**TEXT FOR ANALYSIS**
= Beginning of Section =
Sen. Donna Soucy, D-Manchester, sought to divide the question and remove sections 1 and 7 of the amended bill to improve the language but that measure failed along partisan lines.
Sherman noted there are Constitutional rights that a person has to vote where they are residing, be it temporarily at their parent’s home while they look to move out of state, for example, but have moved out of their apartment in Massachusetts. It would be wrong to vote in a place where you don’t live or where you intend to live, but it is crystal clear that they could vote in New Hampshire if they temporarily live here. Absent that, it would leave a person without a Constitutional right to vote.
“You should be able to vote, that’s in our Constitution,” Sherman said. “Isn’t that our responsibility…we all agree to the concept we just need to fix that little phraseology there and I hope we can.”
Carson said she was concerned that political activists who come to New Hampshire to work in the first-in-the-nation primary, for example, could be given the right to vote in New Hampshire under such a change.
She said intent to live here after the election is important to voter integrity and said the state is “flooded” by campaign workers during primaries.
Giuda said the right to vote is a qualified right.
“I think we are trying to solve a very significant potential problem with transients,” Giuda said, adding they can vote absentee from the state that they are coming from. The bill passed.
= End of Section =
**TASK GOAL**
Can you write out, word for word, the part of the article on the New Hampshire voting bill between "Giuda said the" and "The bill passed.", inclusive? The entries that come next are separate material with no connection to the article on the New Hampshire voting bill.

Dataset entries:
= Beginning of Section =
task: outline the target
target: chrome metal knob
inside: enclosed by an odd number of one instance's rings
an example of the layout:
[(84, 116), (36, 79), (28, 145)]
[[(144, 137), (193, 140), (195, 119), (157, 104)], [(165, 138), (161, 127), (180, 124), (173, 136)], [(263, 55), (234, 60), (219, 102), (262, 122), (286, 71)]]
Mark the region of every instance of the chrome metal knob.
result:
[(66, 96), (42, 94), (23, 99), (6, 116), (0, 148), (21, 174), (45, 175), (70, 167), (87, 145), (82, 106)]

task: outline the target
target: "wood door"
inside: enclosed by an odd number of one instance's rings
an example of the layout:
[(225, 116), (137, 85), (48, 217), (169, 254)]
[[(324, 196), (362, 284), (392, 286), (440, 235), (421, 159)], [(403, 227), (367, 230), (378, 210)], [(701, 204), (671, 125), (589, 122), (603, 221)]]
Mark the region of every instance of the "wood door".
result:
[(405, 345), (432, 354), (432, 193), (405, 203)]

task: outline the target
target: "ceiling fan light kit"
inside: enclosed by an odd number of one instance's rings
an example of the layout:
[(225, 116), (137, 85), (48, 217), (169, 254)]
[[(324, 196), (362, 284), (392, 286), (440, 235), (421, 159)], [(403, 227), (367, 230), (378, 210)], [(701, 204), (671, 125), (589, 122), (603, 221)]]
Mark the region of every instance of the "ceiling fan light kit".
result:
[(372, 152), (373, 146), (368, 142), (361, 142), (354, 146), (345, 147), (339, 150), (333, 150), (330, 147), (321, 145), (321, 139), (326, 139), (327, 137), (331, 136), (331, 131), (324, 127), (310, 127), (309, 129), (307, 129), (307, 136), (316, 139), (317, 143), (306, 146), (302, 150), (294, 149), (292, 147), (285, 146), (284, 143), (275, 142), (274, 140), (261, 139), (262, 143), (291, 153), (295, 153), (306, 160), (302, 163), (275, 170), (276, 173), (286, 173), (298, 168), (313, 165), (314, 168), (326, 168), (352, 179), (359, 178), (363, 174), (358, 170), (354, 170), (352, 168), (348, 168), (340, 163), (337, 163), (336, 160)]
= End of Section =
**TASK RESULT**
Giuda said the right to vote is a qualified right.
“I think we are trying to solve a very significant potential problem with transients,” Giuda said, adding they can vote absentee from the state that they are coming from. The bill passed.